(What you will do): Print the line containing "Can you find the siberian" and all lines after it to the end of the records below, exactly as written. No pictures.

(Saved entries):

=======

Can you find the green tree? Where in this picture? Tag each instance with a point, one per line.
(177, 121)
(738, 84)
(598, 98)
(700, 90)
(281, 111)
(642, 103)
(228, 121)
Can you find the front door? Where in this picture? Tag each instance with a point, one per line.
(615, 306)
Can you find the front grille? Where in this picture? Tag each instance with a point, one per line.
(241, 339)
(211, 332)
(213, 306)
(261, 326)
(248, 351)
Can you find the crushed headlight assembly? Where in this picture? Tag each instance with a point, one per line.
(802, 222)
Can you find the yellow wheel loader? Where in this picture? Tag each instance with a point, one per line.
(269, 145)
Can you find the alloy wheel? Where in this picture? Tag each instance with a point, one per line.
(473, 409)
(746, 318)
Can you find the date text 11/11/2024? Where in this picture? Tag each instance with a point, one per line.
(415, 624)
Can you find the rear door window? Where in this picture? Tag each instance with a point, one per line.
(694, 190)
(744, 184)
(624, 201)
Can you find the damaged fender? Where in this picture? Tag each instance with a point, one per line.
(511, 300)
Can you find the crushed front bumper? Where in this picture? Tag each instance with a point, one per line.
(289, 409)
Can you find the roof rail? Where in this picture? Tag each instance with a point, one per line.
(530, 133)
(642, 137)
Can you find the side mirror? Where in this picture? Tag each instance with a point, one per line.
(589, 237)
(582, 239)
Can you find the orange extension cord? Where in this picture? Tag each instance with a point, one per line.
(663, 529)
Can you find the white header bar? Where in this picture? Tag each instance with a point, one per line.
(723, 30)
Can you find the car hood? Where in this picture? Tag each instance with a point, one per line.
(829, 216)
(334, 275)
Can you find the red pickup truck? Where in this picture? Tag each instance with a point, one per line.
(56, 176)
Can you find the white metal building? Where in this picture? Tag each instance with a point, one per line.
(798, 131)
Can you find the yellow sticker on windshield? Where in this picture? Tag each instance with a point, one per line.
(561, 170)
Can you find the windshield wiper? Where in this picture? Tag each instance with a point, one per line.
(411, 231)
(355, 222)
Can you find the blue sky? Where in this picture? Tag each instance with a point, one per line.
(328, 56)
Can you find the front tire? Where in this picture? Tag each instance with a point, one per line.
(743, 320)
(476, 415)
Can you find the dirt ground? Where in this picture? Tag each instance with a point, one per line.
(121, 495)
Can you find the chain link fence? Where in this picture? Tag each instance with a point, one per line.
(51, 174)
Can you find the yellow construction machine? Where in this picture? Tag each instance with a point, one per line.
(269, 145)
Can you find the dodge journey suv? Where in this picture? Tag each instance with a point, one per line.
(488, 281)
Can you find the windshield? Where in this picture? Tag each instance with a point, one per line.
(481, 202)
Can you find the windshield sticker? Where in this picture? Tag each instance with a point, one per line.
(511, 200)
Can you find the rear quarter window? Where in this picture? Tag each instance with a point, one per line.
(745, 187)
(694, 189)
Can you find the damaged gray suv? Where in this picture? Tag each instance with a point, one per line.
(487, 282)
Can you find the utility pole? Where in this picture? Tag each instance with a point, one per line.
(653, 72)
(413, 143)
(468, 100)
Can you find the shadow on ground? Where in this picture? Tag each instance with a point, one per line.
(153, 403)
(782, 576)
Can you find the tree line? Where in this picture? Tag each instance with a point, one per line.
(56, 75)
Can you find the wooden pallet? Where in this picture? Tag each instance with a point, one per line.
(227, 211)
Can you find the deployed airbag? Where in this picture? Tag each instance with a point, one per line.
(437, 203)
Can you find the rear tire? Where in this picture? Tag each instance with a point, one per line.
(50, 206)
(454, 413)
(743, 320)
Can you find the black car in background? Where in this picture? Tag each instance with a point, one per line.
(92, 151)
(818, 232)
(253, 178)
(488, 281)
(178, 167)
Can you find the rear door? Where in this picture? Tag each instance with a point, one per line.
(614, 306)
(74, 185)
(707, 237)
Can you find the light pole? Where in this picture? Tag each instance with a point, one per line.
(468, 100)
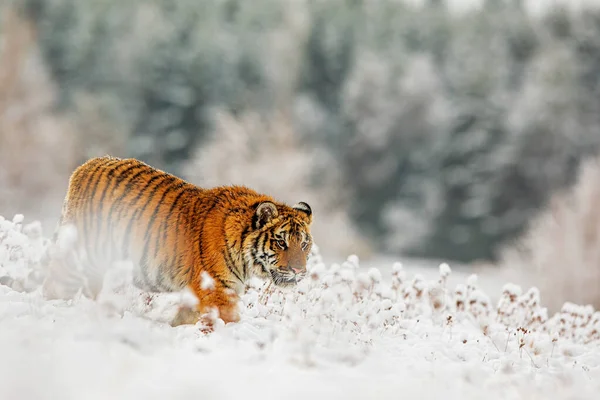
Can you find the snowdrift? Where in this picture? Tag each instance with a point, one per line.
(343, 332)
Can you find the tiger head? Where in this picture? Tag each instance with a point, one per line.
(280, 242)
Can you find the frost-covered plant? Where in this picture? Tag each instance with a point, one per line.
(37, 146)
(339, 313)
(561, 250)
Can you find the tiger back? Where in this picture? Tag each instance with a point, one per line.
(173, 232)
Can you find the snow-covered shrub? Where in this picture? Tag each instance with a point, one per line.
(264, 154)
(561, 250)
(37, 147)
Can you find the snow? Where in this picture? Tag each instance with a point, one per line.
(348, 331)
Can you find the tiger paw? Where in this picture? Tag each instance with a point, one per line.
(186, 316)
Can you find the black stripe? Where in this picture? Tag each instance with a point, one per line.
(201, 230)
(226, 253)
(139, 211)
(87, 218)
(147, 236)
(172, 256)
(164, 225)
(122, 174)
(117, 204)
(230, 266)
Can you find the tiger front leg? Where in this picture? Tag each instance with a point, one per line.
(221, 299)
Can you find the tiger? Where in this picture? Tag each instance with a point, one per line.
(176, 233)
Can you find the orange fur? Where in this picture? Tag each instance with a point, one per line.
(174, 231)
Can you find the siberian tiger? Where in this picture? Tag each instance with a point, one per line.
(175, 233)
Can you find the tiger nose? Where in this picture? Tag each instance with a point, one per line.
(297, 270)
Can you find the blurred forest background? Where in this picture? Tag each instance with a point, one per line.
(419, 128)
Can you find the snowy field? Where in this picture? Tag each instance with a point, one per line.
(346, 332)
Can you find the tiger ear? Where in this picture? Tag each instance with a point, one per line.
(305, 208)
(264, 213)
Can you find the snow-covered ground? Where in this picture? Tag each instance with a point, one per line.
(346, 332)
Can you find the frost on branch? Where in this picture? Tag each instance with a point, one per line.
(338, 311)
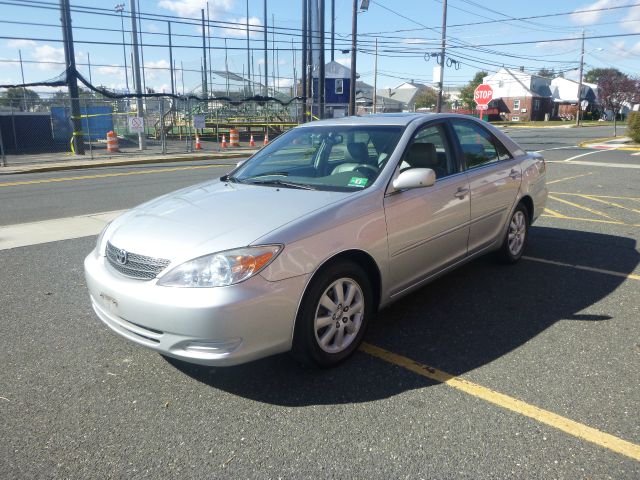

=======

(Solution to the problem):
Can you find the siberian tiger? Where in this picture? Tag each instance with a point, one per line.
(175, 233)
Can you find the tiger nose? Where in this picture? Tag each instance with a point, one per line.
(297, 270)
Can you find the blurred forest background? Where in this picture? Tag each instance with a point, one per line.
(419, 128)
Can you find the snowy field? Where in this picture? Tag each instance with a point, one per line.
(346, 332)
Can you find the tiger ear? Where in this picture? Tag each instance with a point, one per line.
(305, 208)
(264, 213)
Can you find the snow-covered ground? Where in this picture? Tag each instance with a point, one per line.
(346, 332)
Can you find the frost on branch? Where in this picture? Tag each instance with a point, one per line.
(338, 311)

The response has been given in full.